All of the records should be restated word for word.

MATERIAL FOR THIS EXERCISE Start Marker

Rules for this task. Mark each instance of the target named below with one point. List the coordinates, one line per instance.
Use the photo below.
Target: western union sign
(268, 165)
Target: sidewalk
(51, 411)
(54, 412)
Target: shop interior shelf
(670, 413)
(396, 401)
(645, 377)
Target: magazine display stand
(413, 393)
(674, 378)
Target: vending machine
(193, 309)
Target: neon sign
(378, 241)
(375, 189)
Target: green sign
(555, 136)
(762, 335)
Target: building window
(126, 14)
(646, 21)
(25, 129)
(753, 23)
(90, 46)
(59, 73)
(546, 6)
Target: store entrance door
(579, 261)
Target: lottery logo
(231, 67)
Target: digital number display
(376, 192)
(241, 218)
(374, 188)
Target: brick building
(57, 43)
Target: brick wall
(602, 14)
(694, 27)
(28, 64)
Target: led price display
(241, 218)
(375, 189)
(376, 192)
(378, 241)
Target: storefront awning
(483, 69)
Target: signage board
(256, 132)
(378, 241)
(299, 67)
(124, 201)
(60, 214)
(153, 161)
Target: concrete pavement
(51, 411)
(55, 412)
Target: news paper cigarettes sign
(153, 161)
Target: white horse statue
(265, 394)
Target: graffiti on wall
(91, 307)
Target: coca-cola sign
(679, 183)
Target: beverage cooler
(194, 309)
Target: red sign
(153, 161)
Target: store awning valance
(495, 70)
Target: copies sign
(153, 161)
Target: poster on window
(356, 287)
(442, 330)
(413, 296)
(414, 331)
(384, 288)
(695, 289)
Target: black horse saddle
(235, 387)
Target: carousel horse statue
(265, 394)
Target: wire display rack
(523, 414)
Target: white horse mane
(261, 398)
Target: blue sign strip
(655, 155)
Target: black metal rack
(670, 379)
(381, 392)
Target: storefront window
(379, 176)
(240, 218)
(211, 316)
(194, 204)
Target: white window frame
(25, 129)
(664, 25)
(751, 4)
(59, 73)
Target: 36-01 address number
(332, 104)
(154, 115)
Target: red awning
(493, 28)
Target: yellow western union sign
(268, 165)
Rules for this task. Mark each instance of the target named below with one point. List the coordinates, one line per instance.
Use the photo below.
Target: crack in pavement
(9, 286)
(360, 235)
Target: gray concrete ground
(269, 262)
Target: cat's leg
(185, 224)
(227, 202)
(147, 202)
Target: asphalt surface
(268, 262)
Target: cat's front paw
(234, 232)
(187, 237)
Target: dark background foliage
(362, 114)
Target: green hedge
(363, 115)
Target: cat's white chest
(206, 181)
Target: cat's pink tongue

MATERIAL FOR THIS EXERCISE End Marker

### ANSWER TO THIS PROBLEM
Rules for this task. Mark each instance of the target named below with one point. List the coordinates, one line per instance.
Use the photo below.
Target: western union sign
(268, 165)
Target: sidewalk
(51, 411)
(54, 412)
Target: shop interior shelf
(670, 413)
(396, 401)
(645, 377)
Target: magazine display stand
(413, 393)
(674, 378)
Target: vending machine
(193, 309)
Target: neon sign
(378, 241)
(375, 189)
Target: green sign
(555, 136)
(762, 335)
Target: building window
(126, 14)
(646, 21)
(25, 129)
(753, 23)
(90, 46)
(59, 73)
(546, 6)
Target: store entrance door
(579, 261)
Target: lottery logo
(231, 67)
Target: digital number display
(376, 192)
(241, 218)
(374, 188)
Target: brick building
(57, 43)
Target: brick wall
(602, 14)
(694, 27)
(28, 64)
Target: led price display
(241, 218)
(375, 189)
(376, 192)
(378, 241)
Target: storefront awning
(483, 69)
Target: signage board
(256, 132)
(378, 241)
(299, 67)
(124, 201)
(60, 214)
(153, 161)
Target: concrete pavement
(51, 411)
(55, 412)
Target: news paper cigarettes sign
(153, 161)
Target: white horse statue
(265, 394)
Target: graffiti on wall
(91, 307)
Target: coca-cola sign
(679, 183)
Target: beverage cooler
(194, 309)
Target: red sign
(153, 161)
Target: store awning valance
(495, 70)
Target: copies sign
(153, 161)
Target: poster on window
(356, 287)
(442, 330)
(413, 296)
(414, 331)
(384, 288)
(695, 289)
Target: black horse saddle
(235, 387)
Target: carousel horse statue
(265, 394)
Target: wire display rack
(523, 414)
Target: white horse mane
(261, 398)
Target: blue sign strip
(655, 155)
Target: black metal rack
(670, 379)
(381, 392)
Target: storefront window
(379, 176)
(240, 218)
(211, 316)
(194, 204)
Target: white window frame
(25, 129)
(664, 25)
(751, 4)
(59, 73)
Target: 36-01 address number
(332, 104)
(154, 115)
Target: red awning
(493, 28)
Target: yellow western union sign
(268, 165)
Rules for this task. Mark each instance of the target named below with one point. List the coordinates, one line per instance.
Use the photo below.
Target: crack in pavement
(9, 286)
(360, 235)
Target: gray concrete ground
(269, 262)
Target: cat's leg
(185, 224)
(227, 202)
(147, 202)
Target: asphalt surface
(268, 262)
Target: cat's front paw
(234, 232)
(187, 237)
Target: dark background foliage
(362, 114)
Target: green hedge
(363, 115)
Target: cat's white chest
(206, 181)
Target: cat's pink tongue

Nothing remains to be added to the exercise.